— AIM 1 —
Retype the records below, starting at the beginning of the records and ending with the line that contains "M2 4L2 3L1 3ZM44", both included. Leave the pictures out of your copy.

— EXTRACT —
::::::
Get Used to Your 'Crummy' Shopping Center

If there's a crummy shopping center in your neighborhood, it will probably only get crummier.

That's Don Wood's take, anyway. He is the chief executive officer of Federal Realty Investment Trust (NYSE:FRT), a 50-year-old REIT with nearly 20 million square feet of un-crummy retail space in affluent cities on both coasts and some hoity-toity places in between.

"How many times have you passed something in your own neighborhood and asked "why don't they do something about that eyesore?'" Mr. Wood said at the National Association of Real Estate Editors' conference in Denver on Wednesday. "Why do things stay crummy year in and year out, and why will they stay crummy year in and year out?"

The nation is increasingly dotted with unsightly boxes that used to be Circuit City, Borders and BestBuy stores. Nobody has written a book called "101 Uses For A Used Blockbuster." And there are only so many churches, tanning salons and "We Buy Gold" stores to fill these deteriorating spaces.

"I'm 51 years old," said Mr. Wood. "I have never seen a period of time where the split between the haves and the have-nots is as wide as it is today."

How this gap plays out in retail real estate should be obvious: It hardly makes economic sense to pour millions of dollars into a mall for the have-nots.

"Redevelopment is more likely to happen in places that don't really need it," said Mr. Wood. "In places that are great already."
::::::
Segmentation labeling entries
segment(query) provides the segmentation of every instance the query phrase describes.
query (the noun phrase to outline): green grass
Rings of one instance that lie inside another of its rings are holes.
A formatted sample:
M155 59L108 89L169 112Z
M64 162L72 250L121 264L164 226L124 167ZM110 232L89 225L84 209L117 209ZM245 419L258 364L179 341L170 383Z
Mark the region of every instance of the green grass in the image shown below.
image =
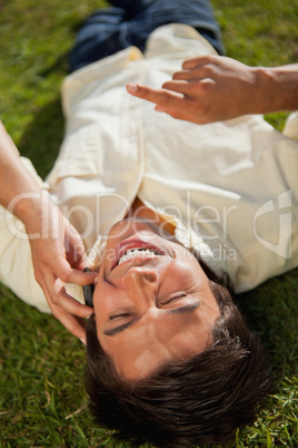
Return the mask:
M2 4L2 3L1 3ZM44 176L63 134L59 87L82 19L103 2L9 0L0 6L0 116ZM248 65L296 62L298 3L213 0L227 55ZM267 119L282 128L286 114ZM52 316L0 289L0 447L129 447L96 429L86 408L85 350ZM255 425L231 447L296 447L298 270L239 298L278 378Z

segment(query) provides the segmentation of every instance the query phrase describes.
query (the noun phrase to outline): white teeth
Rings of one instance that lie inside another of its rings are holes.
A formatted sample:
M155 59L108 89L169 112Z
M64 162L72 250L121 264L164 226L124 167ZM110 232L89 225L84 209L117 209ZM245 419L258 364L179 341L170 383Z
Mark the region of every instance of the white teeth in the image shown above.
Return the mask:
M153 250L149 250L149 249L129 249L128 251L126 251L123 253L123 255L120 256L118 265L121 263L125 263L128 260L132 260L136 259L137 256L141 256L141 257L147 257L147 256L159 256L159 254L156 254L156 252Z

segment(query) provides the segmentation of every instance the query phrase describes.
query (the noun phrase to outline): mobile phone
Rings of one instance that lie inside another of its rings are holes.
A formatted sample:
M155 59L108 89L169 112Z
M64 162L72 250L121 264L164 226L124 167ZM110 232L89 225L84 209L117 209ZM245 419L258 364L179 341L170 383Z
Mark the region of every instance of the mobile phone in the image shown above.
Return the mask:
M83 272L89 272L89 267L85 267ZM95 292L95 284L87 284L86 286L82 286L82 292L83 292L83 298L85 298L85 303L88 306L93 308L93 292Z

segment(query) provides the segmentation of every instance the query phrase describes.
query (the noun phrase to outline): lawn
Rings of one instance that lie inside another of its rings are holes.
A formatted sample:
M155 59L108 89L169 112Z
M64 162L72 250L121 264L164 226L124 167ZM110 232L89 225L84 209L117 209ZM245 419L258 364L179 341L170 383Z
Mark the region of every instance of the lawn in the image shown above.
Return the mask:
M170 1L170 0L169 0ZM59 87L87 0L0 2L0 117L22 155L44 176L63 134ZM295 0L213 0L227 55L248 65L298 58ZM282 129L287 115L266 117ZM129 447L97 429L87 408L85 349L52 316L0 285L0 447ZM274 366L277 387L230 447L296 447L298 270L238 298Z

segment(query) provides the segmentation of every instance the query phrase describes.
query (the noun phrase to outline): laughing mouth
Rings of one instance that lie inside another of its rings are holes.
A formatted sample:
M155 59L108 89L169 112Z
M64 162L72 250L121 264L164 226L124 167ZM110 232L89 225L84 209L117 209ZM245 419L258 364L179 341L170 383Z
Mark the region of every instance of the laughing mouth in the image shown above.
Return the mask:
M117 266L120 266L122 263L133 260L133 259L152 259L155 256L166 256L165 252L155 250L155 249L146 249L146 247L133 247L125 251L117 263Z

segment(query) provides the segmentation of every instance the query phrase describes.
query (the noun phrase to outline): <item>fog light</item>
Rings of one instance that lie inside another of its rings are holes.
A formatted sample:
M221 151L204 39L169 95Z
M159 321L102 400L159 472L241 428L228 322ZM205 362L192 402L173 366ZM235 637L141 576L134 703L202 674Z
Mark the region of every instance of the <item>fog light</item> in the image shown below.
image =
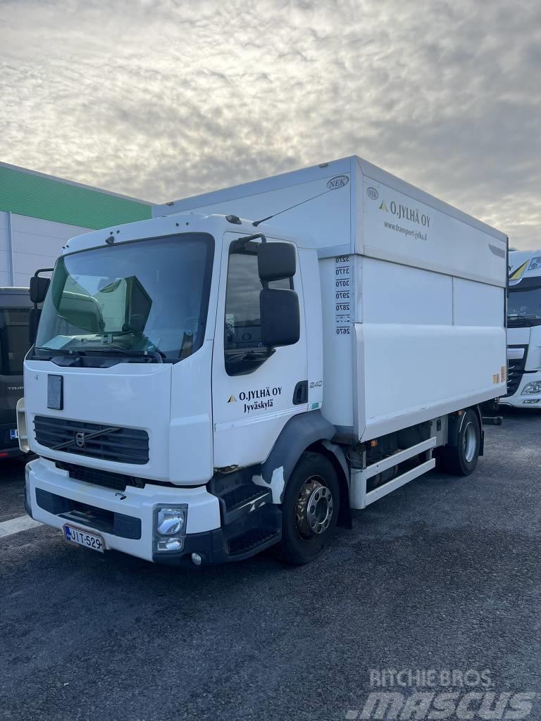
::::::
— AIM 2 —
Continue the article on crummy shopping centers from where it stops.

— EXERCISE ANSWER 1 —
segment(query) provides the segmentation of every instance the query phrase describes.
query (the noun phrase to outline): green grass
Rings of one instance that lie inside another of its rings are holes.
A formatted sample:
M155 59L108 89L169 112Z
M64 162L72 250L121 264L164 226L124 167ZM110 232L89 225L84 209L117 209ZM245 419L258 364L179 341L170 383Z
Mark the region of every instance of the green grass in the image shown below.
image =
Return the mask:
M2 4L2 3L1 3ZM44 176L63 134L59 87L82 19L103 2L9 0L0 6L0 116ZM248 65L296 62L298 3L213 0L227 55ZM267 119L282 128L286 114ZM52 316L0 289L0 447L129 447L96 429L86 408L85 350ZM255 425L231 447L296 447L298 270L239 298L278 378Z

— EXERCISE ANSWER 2 —
Nevertheless, almost every city official in the nation wants to turn their local retail blights into lovely mixed-use monoliths with fancy stores and restaurants on ground floors and pricey lofts and condos upstairs. This simply isn't going to work without a high density of upper-income households, Mr. Wood said, and in places where it will work, the development process takes years.

Redeveloping old shopping centers is complicated enough already. Sometimes a shopping center owner leases the land beneath the buildings and would have to give up a big chunk of the revenues any redevelopment would bring. And sometimes local governing authorities are too difficult to work with. But the biggest hurdle is often just dealing with tenants.

Tenants call the shots at almost any struggling retail center. A developer has to appease them or risk losing what little revenue is left. And tenants are often more concerned about rising rents than any benefits improvements might bring.

So what we see in retail development is just another chapter in the tale of two economies. Those living in places such as Boston, New York, Washington and Silicon Valley don't really see the decay that most other American shoppers will have to live with for decades to come.

"You talk to people like that," said Mr. Wood, "and those people are saying 'what recession?'...There is a giant chasm."

The nation's most successful retailers are scrambling to open stores in the areas that are doing well, and running away from places that are not. This is another trend Mr. Wood said he has not seen in his long career, and it will add to the downward spiral of any struggling city. Meantime, his company, staying focused on the high end, has delivered 44 years of consecutive dividend increases for its shareholders.

I often wonder why we don't see more headlines about a retail real estate crisis after four years of stubbornly high unemployment and a foreclosure crisis that shows few signs of abating.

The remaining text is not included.